Format everything from the line containing "Where is the rear window" down to the line containing "xmin=189 ymin=50 xmax=211 ymax=70", both included, as a numbered list with the blank lines left out. Leave the pictures out of your answer.

### DATASET CONTENT
==================================================
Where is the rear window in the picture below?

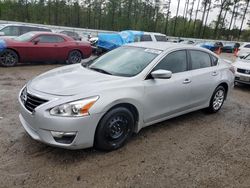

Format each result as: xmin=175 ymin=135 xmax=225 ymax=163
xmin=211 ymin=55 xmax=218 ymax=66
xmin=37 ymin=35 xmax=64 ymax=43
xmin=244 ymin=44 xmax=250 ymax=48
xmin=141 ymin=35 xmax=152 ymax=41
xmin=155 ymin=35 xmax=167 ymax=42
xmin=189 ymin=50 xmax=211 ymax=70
==================================================
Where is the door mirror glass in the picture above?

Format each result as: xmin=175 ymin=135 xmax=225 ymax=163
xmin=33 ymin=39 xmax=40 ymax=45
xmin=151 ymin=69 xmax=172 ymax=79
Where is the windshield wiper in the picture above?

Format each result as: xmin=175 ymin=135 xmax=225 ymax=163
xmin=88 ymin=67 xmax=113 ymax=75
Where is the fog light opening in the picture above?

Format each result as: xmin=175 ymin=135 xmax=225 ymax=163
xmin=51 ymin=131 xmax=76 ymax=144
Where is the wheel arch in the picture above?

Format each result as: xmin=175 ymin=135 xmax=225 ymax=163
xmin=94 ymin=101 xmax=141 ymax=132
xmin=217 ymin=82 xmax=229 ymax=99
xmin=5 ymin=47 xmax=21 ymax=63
==================================================
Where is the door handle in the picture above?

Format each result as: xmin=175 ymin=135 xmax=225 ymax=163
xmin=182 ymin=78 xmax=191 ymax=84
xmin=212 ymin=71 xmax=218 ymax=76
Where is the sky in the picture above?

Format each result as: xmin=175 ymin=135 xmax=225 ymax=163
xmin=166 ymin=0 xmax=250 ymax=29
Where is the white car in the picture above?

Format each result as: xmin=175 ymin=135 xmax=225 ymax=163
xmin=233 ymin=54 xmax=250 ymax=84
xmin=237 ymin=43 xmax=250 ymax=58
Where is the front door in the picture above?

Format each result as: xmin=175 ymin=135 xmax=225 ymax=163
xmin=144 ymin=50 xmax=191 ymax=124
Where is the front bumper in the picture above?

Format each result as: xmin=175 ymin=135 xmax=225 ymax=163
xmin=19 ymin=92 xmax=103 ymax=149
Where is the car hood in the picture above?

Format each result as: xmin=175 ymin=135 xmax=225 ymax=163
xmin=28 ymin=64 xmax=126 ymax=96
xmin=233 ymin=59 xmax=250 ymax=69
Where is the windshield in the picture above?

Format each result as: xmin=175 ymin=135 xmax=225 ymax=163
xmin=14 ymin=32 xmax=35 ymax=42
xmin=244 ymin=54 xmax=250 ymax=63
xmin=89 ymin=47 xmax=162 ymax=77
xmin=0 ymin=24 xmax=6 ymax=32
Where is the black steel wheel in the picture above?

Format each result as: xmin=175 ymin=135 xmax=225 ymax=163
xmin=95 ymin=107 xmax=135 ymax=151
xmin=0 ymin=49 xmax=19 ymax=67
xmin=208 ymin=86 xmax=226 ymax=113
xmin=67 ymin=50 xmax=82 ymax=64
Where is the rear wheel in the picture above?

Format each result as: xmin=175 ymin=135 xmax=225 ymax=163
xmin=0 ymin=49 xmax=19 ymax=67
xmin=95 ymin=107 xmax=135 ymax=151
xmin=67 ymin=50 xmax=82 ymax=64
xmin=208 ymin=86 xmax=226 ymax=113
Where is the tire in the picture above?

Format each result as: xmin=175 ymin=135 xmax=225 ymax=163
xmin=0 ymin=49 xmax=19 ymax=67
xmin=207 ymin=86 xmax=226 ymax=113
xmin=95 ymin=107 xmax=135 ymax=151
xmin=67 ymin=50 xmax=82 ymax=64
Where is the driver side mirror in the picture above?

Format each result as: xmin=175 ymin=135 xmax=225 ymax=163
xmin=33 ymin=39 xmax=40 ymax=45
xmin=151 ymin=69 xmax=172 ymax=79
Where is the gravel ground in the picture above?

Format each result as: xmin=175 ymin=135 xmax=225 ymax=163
==================================================
### SOLUTION TO THIS TASK
1. Where is the rear window in the picture below?
2. Format each result as: xmin=175 ymin=135 xmax=225 ymax=163
3. xmin=211 ymin=55 xmax=218 ymax=66
4. xmin=37 ymin=35 xmax=64 ymax=43
5. xmin=244 ymin=44 xmax=250 ymax=48
6. xmin=141 ymin=35 xmax=152 ymax=41
7. xmin=155 ymin=35 xmax=167 ymax=42
8. xmin=189 ymin=50 xmax=211 ymax=70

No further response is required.